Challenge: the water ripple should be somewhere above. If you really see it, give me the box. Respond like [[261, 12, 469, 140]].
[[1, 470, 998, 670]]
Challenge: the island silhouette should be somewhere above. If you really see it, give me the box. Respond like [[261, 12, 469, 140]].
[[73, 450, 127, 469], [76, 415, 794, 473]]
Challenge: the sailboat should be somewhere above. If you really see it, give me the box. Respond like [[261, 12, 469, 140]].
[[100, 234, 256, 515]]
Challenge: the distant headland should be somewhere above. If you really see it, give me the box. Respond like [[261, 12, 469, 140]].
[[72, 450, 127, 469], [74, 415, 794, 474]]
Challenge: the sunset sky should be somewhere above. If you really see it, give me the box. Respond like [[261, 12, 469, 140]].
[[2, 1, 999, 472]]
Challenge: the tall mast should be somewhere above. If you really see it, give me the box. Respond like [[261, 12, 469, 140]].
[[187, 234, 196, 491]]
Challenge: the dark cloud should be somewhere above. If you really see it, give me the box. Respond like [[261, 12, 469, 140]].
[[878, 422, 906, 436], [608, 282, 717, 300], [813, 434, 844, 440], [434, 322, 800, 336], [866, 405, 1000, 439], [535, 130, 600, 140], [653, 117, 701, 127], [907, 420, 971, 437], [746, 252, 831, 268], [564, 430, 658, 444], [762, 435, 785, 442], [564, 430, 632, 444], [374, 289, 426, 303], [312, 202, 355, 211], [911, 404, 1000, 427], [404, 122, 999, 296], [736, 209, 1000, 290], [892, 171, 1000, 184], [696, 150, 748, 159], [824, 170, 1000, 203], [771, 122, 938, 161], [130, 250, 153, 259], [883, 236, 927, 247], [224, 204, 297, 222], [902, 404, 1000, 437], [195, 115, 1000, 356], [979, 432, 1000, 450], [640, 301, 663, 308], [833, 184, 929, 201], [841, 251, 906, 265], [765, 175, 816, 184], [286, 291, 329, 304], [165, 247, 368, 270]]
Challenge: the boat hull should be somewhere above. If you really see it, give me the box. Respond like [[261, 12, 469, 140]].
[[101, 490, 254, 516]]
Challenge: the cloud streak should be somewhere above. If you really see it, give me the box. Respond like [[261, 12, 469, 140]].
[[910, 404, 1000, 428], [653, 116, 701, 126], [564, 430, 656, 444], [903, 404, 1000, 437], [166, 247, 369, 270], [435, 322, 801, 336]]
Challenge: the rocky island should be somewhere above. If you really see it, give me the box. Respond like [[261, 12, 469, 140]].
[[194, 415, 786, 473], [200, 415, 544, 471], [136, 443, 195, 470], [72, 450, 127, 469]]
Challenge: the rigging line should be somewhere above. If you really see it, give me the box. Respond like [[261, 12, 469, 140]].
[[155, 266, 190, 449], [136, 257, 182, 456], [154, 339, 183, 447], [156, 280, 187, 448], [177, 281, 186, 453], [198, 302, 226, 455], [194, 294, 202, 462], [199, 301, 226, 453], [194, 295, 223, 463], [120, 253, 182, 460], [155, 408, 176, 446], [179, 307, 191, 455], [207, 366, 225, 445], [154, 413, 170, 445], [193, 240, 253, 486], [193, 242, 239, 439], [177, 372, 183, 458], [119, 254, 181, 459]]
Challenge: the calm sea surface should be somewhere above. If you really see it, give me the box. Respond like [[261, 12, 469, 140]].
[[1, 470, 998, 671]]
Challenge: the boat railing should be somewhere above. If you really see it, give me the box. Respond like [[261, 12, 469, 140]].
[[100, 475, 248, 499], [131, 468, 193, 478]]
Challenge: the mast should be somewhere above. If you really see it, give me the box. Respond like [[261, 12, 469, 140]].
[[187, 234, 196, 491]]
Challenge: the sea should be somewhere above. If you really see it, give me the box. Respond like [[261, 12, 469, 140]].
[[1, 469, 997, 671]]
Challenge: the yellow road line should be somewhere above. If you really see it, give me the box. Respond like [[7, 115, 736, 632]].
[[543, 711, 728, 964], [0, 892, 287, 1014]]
━━━━━━━━━━━━━━━━━━━━
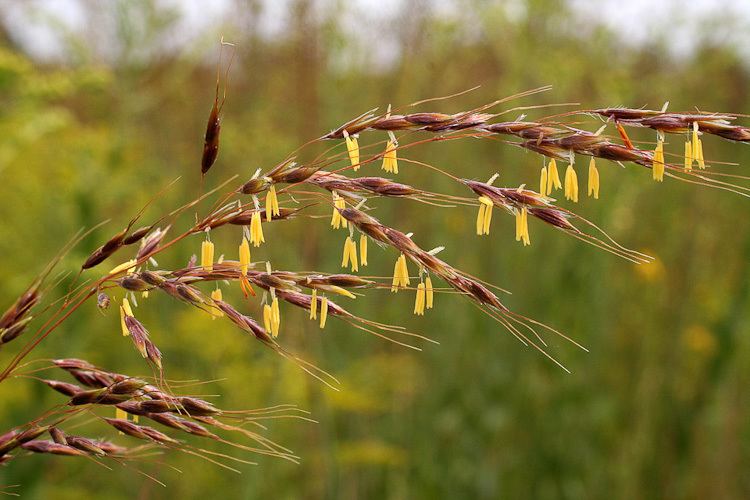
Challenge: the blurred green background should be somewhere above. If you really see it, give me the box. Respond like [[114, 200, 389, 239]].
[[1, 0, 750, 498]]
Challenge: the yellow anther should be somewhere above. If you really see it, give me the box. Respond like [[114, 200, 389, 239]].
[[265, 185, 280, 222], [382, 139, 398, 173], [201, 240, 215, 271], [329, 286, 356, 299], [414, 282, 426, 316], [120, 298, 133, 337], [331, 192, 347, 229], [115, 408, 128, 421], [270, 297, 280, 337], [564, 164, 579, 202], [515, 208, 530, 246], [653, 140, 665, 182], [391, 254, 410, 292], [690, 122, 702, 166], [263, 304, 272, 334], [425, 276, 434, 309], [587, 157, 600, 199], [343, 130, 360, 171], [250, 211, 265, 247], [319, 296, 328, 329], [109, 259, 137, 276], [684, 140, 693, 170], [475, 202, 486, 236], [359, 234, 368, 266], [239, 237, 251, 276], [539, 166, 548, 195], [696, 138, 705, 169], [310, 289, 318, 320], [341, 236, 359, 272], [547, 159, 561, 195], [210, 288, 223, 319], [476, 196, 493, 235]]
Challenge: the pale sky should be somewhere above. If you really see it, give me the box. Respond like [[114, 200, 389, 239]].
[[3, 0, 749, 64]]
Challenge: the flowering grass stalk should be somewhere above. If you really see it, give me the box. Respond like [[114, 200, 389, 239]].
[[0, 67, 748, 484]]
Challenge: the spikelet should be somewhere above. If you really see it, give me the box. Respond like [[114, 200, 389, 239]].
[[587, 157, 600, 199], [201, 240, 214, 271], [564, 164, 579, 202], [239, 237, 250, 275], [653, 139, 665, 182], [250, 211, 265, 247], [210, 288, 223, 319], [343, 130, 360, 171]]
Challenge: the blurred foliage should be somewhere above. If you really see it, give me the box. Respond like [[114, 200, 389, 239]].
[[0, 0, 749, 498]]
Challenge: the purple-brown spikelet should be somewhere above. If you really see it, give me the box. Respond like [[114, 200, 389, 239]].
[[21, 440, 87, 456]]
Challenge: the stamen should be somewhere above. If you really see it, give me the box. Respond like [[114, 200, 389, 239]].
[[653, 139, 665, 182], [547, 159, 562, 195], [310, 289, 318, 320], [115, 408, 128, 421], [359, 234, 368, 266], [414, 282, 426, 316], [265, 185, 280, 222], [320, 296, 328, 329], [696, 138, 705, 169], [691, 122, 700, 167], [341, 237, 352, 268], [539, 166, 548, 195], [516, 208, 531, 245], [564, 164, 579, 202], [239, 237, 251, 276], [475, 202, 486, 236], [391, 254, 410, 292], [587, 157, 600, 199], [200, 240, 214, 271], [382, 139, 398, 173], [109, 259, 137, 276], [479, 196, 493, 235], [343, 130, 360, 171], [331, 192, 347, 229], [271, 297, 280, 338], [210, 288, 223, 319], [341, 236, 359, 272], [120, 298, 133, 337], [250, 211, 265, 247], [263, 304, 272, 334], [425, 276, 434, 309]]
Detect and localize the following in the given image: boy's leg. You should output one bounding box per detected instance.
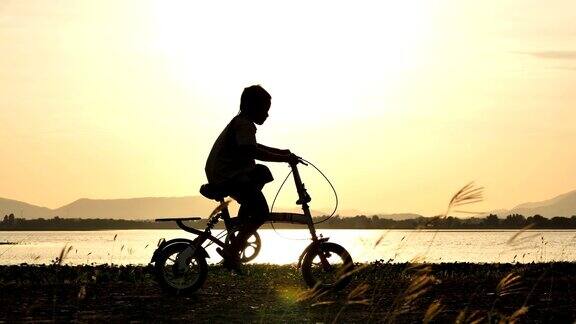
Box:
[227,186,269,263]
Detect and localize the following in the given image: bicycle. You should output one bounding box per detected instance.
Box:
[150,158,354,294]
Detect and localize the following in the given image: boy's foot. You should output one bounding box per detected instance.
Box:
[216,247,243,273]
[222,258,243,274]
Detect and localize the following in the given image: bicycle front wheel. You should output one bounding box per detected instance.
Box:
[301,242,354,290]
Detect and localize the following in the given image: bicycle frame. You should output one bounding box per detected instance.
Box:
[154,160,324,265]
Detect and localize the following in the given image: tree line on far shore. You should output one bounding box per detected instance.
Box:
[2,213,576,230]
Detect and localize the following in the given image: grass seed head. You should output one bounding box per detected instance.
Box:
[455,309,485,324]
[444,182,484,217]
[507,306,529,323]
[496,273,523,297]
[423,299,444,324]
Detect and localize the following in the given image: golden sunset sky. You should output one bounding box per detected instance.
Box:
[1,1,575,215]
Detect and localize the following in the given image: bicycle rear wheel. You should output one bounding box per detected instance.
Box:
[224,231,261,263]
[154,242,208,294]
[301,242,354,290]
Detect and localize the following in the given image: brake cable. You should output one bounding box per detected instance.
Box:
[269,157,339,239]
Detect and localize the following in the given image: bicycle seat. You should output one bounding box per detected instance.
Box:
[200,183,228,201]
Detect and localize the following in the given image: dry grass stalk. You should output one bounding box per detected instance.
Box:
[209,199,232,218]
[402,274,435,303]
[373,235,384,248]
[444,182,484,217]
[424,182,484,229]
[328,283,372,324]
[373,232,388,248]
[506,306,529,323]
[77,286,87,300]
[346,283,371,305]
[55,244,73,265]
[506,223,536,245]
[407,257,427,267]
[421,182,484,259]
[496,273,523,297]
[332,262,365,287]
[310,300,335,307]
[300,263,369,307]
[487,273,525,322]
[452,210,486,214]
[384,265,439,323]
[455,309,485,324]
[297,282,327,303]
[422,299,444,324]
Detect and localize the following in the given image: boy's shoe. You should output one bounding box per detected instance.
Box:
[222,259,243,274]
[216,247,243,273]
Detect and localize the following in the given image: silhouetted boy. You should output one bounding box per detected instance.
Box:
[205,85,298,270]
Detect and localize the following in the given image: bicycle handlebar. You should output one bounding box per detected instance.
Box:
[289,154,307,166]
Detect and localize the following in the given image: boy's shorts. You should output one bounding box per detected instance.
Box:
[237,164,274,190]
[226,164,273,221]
━━━━━━━━━━━━━━━━━━━━
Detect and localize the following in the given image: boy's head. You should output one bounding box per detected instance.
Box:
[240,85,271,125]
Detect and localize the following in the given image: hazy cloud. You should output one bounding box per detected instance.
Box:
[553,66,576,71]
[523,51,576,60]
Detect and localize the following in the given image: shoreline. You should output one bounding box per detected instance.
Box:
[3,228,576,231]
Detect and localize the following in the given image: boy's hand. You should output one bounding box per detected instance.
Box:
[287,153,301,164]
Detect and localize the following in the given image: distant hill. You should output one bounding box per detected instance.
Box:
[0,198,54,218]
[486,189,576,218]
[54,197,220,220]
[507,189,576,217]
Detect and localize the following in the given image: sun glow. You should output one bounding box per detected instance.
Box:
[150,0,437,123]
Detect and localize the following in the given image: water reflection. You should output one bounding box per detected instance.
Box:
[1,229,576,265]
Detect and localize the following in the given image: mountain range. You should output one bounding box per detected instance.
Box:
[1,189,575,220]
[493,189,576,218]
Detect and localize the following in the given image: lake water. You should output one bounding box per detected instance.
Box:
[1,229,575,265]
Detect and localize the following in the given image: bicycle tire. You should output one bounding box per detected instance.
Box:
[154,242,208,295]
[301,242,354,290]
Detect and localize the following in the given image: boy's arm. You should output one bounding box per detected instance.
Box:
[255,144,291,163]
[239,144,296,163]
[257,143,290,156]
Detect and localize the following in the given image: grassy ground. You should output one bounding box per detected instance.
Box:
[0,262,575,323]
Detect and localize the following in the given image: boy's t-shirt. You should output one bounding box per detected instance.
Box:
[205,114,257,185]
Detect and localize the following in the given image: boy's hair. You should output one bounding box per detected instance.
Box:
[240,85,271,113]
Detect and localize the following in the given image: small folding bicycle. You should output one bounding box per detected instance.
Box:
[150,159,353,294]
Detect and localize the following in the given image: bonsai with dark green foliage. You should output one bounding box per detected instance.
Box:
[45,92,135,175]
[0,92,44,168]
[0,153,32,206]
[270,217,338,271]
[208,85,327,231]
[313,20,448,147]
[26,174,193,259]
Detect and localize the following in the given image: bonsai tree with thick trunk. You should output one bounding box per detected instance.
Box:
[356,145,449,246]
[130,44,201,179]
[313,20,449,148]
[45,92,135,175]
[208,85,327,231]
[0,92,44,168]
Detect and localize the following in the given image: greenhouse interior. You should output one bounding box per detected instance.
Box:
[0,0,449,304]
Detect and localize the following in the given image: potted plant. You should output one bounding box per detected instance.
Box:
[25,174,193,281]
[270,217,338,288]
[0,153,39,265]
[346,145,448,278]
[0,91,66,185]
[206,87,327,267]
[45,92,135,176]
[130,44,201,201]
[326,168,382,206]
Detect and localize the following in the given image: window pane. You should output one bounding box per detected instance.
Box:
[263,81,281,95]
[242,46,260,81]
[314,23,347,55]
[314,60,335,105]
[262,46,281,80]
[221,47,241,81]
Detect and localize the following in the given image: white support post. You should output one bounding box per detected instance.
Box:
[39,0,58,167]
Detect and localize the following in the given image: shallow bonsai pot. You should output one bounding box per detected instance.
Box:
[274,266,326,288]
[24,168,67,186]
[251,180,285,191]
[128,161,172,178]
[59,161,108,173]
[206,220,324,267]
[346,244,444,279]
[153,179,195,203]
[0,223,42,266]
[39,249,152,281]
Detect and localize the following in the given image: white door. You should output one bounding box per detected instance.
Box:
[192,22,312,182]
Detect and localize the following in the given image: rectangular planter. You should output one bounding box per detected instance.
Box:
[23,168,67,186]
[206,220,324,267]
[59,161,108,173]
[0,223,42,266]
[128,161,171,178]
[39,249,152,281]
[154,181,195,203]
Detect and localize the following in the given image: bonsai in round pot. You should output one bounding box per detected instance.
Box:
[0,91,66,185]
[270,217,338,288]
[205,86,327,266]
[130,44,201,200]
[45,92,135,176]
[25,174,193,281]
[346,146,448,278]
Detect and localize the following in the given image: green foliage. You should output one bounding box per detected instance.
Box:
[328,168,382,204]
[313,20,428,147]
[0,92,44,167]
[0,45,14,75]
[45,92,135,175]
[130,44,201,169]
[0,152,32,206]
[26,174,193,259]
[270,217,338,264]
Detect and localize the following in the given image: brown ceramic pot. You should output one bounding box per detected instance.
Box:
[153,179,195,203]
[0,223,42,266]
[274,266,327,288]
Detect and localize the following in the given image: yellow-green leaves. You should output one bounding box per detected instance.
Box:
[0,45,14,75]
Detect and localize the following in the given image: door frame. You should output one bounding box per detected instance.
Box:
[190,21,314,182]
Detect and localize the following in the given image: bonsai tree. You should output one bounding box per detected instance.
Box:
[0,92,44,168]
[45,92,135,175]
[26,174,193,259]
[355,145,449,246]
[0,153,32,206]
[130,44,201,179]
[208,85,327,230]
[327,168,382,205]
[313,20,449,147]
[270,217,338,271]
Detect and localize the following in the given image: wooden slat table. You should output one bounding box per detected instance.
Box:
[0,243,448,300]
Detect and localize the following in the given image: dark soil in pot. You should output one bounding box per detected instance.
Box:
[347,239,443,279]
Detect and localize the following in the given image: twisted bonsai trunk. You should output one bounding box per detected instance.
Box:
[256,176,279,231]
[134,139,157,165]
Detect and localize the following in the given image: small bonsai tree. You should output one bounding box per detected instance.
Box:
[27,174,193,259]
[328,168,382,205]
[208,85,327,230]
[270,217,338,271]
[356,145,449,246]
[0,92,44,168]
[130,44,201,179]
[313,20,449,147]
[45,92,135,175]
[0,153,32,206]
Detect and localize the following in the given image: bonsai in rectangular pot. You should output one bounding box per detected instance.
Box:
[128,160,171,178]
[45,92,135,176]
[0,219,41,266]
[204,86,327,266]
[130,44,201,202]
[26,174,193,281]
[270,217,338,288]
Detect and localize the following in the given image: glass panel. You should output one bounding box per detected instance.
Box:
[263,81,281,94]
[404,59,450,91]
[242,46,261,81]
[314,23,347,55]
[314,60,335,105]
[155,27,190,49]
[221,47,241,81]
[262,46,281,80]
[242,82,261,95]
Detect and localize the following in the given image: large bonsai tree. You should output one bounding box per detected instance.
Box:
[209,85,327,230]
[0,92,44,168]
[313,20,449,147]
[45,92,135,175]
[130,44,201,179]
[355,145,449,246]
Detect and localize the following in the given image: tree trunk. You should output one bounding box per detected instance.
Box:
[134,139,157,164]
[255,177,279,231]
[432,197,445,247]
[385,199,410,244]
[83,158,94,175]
━━━━━━━━━━━━━━━━━━━━
Your objective: Copy every line above that includes the string "with".

Answer:
Detect and localize the following in the given image: bonsai with dark green foliage. You should output one bounding box per detected instance.
Detect and localize the following in the given image: bonsai tree with thick trunk. You should output one bounding box per detected instance.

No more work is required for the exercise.